▶ [COMPITO 1]
Copi senza alcuna modifica la parte della discussione sul fumetto di Zerocalcare riportata qui sotto, cioè tutto ciò che va da "## Nausicaa (25" fino a "senso di angoscia.".

▶ [BRANO PROPOSTO]
+---+

# Vivamente consigliato (da ridere)



## Fantastica (16 Dicembre 2013)

http://www.zerocalcare.it/2013/12/16/il-narrasogni/


----------



## Leda (17 Dicembre 2013)

Fantastica ha detto:


> http://www.zerocalcare.it/2013/12/16/il-narrasogni/


Adoro Zerocalcare :inlove:


----------



## Fantastica (17 Dicembre 2013)

Leda ha detto:


> Adoro Zerocalcare :inlove:


 :bravooo::bravooo:


----------



## Leda (17 Dicembre 2013)

Fantastica ha detto:


> :bravooo::bravooo:


Eh... I vantaggi di averci degli amici ggggiovani :carneval::carneval:


----------



## Fantastica (17 Dicembre 2013)

Leda ha detto:


> Eh... I vantaggi di averci degli amici ggggiovani :carneval::carneval:


:linguaccia::linguaccia::yes:


----------



## Nausicaa (23 Dicembre 2013)

Fantastica ha detto:


> http://www.zerocalcare.it/2013/12/16/il-narrasogni/



Delizioso 

(sono morta al "ma glielo hai detto che il collare era turchese? che se no non si capisce". E la lavatrice che dice "luke sono tua madre")


----------



## Fantastica (24 Dicembre 2013)

Nausicaa ha detto:


> Delizioso
> 
> (sono morta al "ma glielo hai detto che il collare era turchese? che se no non si capisce". E la lavatrice che dice "luke sono tua madre")


Mi fa molto piacere il tuo apprezzamento! Anche per me esilaranti quei due passaggi lì


----------



## Nausicaa (25 Dicembre 2013)

Fantastica ha detto:


> Mi fa molto piacere il tuo apprezzamento! Anche per me esilaranti quei due passaggi lì



Ieri un caro amico mi ha raccontato un suo sogno. Brutto forte.

A me ascoltare i sogni piace, eh, e quello "meritava" in particolare perchè raccontandolo aiutava a far svanire il senso di angoscia.

Però mi sono ritrovata a pensare, in un angolino-ino-ino nascosto... "sò i peperoni zì!"

:smile:


----------

+---+

▶ [COMPITO 2]
Nei record che seguono, trascriva senza modifiche tutte le righe che vanno da quella contenente "Would you be so kind as to mark the fur" fino a quella contenente "column 478, row 131", entrambe incluse.

+---+

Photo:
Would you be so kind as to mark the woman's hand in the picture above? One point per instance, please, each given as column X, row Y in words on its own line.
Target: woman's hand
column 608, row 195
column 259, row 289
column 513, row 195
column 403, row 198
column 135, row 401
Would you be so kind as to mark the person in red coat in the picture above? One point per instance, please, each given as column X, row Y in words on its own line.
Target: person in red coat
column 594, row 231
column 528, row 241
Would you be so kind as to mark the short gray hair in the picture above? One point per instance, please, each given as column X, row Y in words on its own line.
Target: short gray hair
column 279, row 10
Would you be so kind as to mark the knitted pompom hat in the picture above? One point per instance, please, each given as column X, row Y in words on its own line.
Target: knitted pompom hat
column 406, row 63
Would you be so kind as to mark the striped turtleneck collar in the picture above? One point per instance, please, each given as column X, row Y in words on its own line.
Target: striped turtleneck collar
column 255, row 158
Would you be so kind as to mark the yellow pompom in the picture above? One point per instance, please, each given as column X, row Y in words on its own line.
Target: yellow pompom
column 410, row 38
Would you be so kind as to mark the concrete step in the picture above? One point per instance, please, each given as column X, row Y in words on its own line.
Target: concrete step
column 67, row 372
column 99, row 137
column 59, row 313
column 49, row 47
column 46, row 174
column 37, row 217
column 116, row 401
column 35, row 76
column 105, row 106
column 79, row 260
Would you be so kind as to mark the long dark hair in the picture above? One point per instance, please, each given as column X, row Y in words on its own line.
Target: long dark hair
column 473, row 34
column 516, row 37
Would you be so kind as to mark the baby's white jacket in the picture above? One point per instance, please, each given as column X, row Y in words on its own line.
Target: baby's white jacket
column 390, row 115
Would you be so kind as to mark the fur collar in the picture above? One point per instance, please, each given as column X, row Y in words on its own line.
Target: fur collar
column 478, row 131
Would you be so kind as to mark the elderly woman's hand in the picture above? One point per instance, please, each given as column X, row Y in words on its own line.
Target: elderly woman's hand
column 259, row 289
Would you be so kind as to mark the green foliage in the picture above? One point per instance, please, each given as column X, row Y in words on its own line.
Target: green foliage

+---+

▶ [SOLUZIONE COMPLETA 1]
## Nausicaa (25 Dicembre 2013)

Fantastica ha detto:


> Mi fa molto piacere il tuo apprezzamento! Anche per me esilaranti quei due passaggi lì



Ieri un caro amico mi ha raccontato un suo sogno. Brutto forte.

A me ascoltare i sogni piace, eh, e quello "meritava" in particolare perchè raccontandolo aiutava a far svanire il senso di angoscia.

▶ [SOLUZIONE COMPLETA 2]
Would you be so kind as to mark the fur collar in the picture above? One point per instance, please, each given as column X, row Y in words on its own line.
Target: fur collar
column 478, row 131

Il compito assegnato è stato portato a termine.